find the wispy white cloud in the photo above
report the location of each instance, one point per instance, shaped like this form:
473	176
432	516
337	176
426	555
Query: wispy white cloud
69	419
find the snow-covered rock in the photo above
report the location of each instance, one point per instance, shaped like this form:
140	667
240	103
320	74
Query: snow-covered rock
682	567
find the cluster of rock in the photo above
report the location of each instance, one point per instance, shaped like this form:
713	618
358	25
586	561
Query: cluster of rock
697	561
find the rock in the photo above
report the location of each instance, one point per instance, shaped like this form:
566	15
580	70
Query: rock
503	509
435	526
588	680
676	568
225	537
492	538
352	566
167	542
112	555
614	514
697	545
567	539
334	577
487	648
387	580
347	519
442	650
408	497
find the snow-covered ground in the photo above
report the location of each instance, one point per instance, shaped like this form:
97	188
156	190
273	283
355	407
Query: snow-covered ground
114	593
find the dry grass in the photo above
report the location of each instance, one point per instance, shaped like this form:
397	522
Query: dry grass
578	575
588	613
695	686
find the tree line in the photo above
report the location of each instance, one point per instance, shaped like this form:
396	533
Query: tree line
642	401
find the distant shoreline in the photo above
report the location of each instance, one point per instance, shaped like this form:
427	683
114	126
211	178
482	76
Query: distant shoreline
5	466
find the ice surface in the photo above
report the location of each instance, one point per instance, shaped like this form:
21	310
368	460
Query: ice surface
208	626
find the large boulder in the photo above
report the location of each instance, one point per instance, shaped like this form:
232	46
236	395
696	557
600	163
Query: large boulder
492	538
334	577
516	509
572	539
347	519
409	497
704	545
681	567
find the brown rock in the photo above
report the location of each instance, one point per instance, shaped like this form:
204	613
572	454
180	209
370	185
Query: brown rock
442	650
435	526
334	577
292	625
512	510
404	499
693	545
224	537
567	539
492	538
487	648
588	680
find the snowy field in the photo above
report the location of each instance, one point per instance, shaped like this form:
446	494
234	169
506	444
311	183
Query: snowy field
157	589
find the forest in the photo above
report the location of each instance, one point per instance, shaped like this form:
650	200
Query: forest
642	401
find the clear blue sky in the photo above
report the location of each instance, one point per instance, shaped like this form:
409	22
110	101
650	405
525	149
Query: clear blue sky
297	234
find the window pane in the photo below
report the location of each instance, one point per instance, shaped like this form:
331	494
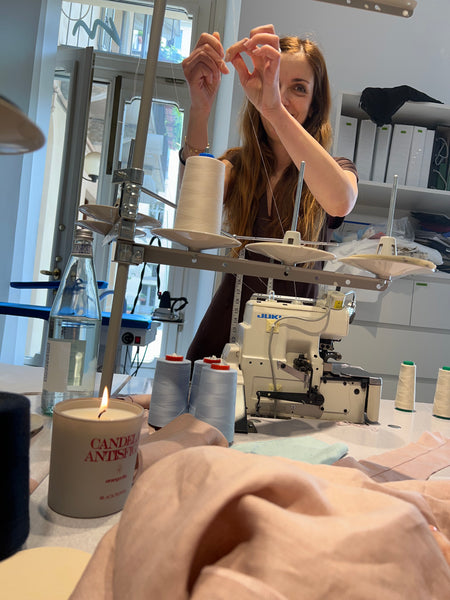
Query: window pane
124	29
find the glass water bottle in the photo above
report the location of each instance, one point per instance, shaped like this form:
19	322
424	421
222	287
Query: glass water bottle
73	329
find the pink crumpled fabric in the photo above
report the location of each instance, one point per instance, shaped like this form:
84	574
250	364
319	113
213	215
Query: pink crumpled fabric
207	522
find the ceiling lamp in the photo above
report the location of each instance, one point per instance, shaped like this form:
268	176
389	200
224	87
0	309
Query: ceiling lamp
400	8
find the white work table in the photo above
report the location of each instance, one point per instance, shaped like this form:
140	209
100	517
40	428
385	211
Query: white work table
395	429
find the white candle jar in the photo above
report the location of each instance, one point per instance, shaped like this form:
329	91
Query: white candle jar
92	459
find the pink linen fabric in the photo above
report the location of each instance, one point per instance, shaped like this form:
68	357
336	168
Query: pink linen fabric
208	522
417	460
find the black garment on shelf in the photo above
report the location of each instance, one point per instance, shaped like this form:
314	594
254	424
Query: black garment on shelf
381	103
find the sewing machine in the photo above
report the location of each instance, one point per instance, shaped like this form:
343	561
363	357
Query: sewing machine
282	353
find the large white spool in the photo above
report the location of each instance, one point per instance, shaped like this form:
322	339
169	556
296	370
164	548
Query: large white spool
198	218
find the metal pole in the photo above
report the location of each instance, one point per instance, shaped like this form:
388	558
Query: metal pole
390	222
298	197
120	284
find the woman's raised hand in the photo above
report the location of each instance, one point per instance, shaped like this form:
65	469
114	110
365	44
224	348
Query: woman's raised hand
203	69
262	84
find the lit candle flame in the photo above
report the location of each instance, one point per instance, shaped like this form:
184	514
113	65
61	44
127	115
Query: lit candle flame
104	402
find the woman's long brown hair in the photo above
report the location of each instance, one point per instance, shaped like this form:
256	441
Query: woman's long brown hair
254	161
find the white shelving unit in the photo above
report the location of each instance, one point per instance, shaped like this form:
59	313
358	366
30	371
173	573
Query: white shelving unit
372	193
409	321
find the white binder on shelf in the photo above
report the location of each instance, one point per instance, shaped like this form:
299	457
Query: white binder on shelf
399	153
416	156
381	152
364	148
347	137
426	159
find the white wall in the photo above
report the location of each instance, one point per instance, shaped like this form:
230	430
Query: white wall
28	37
364	48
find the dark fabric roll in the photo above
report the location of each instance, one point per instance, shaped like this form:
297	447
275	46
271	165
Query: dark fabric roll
15	472
382	103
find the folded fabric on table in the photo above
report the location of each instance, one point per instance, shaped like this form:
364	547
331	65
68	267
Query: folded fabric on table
417	460
307	449
212	522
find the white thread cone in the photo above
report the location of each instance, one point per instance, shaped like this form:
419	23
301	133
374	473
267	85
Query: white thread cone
216	400
170	391
441	403
201	195
405	397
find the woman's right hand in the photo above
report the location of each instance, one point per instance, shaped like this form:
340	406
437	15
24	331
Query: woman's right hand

__Goal__:
Edit the material above by changing "one point per instance" to "one coordinate pair per instance" everywhere it occurs, with every other line left as it stands. Leave the pictures out of your version.

__Written solution__:
find the wispy white cloud in the photo above
report the location of each instance, one coordinate pair per instance, shaped like this form:
473	176
432	516
337	176
426	555
Query: wispy white cloud
69	419
find the snow-covered rock in the photo above
report the location of each instance, one coordinate pair per instance, shaped like this form:
140	667
240	103
320	74
Query: snow-covered rock
682	567
find the cluster of rock in the photo above
report the location of each instance, one coordinate pair per instance, shaped like this form:
713	618
358	25
586	561
Query: cluster of rock
697	561
find the rock in the photo above
report the location of each instance, one coordinate pair per instance, shaped like this form:
566	15
580	70
Query: rock
503	509
435	526
588	680
676	568
225	537
492	538
352	566
167	542
112	555
614	514
697	545
567	539
334	577
487	648
387	580
347	519
442	650
408	497
find the snow-covered ground in the photo above
report the location of each instance, one coordinate pair per instance, shaped like this form:
97	188
156	190
273	283
355	407
Query: snow-covered ground
114	593
find the dry grass in the photo above
report the location of each instance, one coordinate pair per instance, shaped like this form:
397	522
Query: dry grass
578	575
588	613
695	686
find the tree line in the photo above
report the location of each instance, one coordinate pair per instance, shaped like this form:
396	533
Query: tree line
642	401
find the distant shoreline in the photo above
report the location of each instance, one coordinate pair per instance, shaped like this form:
427	683
114	126
211	178
482	76
Query: distant shoreline
5	466
find the ice surface in the photo above
report the location of each instance, one coordinate pair per instance, shaped like this form:
21	310
368	460
Query: ice surface
208	626
find the large boulder in the photo above
report the location of each instance, one coordinate pair per instance, shaped like this form:
232	46
236	395
696	557
600	163
Query: large boulder
492	538
334	577
516	509
572	539
347	519
409	497
704	545
681	567
find the brown rock in the photo above
report the location of each instance, one coordinate pair per instance, shaped like this form:
204	613
572	454
180	209
370	185
Query: brown rock
442	650
435	526
334	577
292	625
512	510
404	499
693	545
224	537
567	539
492	538
487	648
588	680
find the snowy field in the photo above
report the location of each instance, one coordinate pair per instance, shaped like this form:
446	494
234	169
506	444
311	183
Query: snowy field
157	589
find the forest in the photo above
report the location of each instance, one coordinate pair per instance, shaped like this form:
650	200
Query: forest
642	401
find the clear blue sky in the photo above
report the location of each instance, one coordinate pair per instance, shaped like this form:
409	22
110	101
650	405
525	149
Query: clear blue sky
297	234
find the window pane in the photo below
report the location of each instance, one coordinate pair per instance, shaped like this form:
331	494
Query: window pane
124	29
find the glass water bottle in the photo above
report the location of each instance, one coordinate pair per instance, shaped like this form:
19	322
424	421
222	287
Query: glass water bottle
73	329
find the pink crumpled fabric in the photo above
report the location of each instance, one coordinate pair per instance, shaped like this form:
84	574
250	364
319	113
213	215
Query: pink crumpled fabric
207	522
find the ceiling lamp in the photo above
report the location of each instance, one coordinate pair per instance, shaped like this form:
268	176
389	200
224	87
0	309
Query: ceiling lamp
400	8
find the white work table in the photo above
report the location of each instance, one coordinate pair per instance, shaped like this form:
140	209
100	517
40	428
385	211
Query: white work table
395	429
find the white candle jar in the photo above
report the location of each instance, one coordinate pair per instance, shaped like this form:
329	91
Query: white candle jar
92	459
find the pink linen fabric in the photo above
report the location of each instance, one coordinate pair per instance, shaped like this form:
68	357
336	168
Query: pink linen fabric
208	522
417	460
find the black garment on shelf in the photo above
report the location of each instance, one coordinate pair per instance, shaped like this form:
314	594
254	424
Query: black garment on shelf
381	103
find the sewing machine in the photo above
report the location of each instance, one coordinate pair per instance, shaped like this form:
343	561
363	357
Query: sewing machine
282	353
find the large white spool in the photo above
report the location of each instance, one coordinate pair per instance, shaped like this form:
322	339
169	556
296	370
164	548
Query: large white spool
198	218
find the metal pole in the photo above
report the location of each instance, one coordinate pair per instance, shaped like this form:
388	558
Query: metal pole
390	222
298	197
120	284
find the woman's raised hand in the photo above
report the location of each instance, one coordinate pair per instance, shaped like this form:
65	469
114	110
365	44
224	348
Query: woman's raised hand
203	69
262	84
find the lit candle flame in the photo above
report the location of each instance, one coordinate pair per instance, shaped like this form:
184	514
113	65
61	44
127	115
Query: lit candle flame
104	402
find the woman's long brown hair in the photo above
report the location of each instance, one coordinate pair per instance, shaped like this form:
256	441
Query: woman's long brown hair
254	161
find the white shelving unit in the photo above
report the location of each instance, one coordinate pair per instance, shaped like this form:
59	313
358	366
30	371
173	573
Query: white shelving unit
372	193
409	321
find the white binder on shelf in the photo above
report the location of each instance, one coordinate pair per instance, shaped like this form:
299	457
Query: white binder on shelf
399	153
416	156
381	152
364	148
347	137
426	159
find the white wall in the photo above
report the location of each instance, one coordinate pair per instance, shaped like this form:
230	430
Query: white wall
28	37
364	48
find the dark fabric roll in the photo above
report the location of each instance, one coordinate pair per instance, shaped like this form:
297	447
275	46
271	165
Query: dark fabric roll
15	472
382	103
find the folded fabric on table in the photo above
report the location of each instance, one coordinate pair per instance, shaped like this form:
364	547
331	65
68	267
Query: folded fabric on table
417	460
307	449
212	522
find the white thread cone in the photo above
report the location of each instance, one coordinate pair per instance, shaped like this form:
419	23
301	133
374	473
267	85
Query: white thread cone
216	400
170	391
441	403
201	195
405	397
find the woman's right hand in the photo above
report the location of each instance, one coordinate pair per instance, shaped like this form:
340	406
437	15
24	331
Query: woman's right hand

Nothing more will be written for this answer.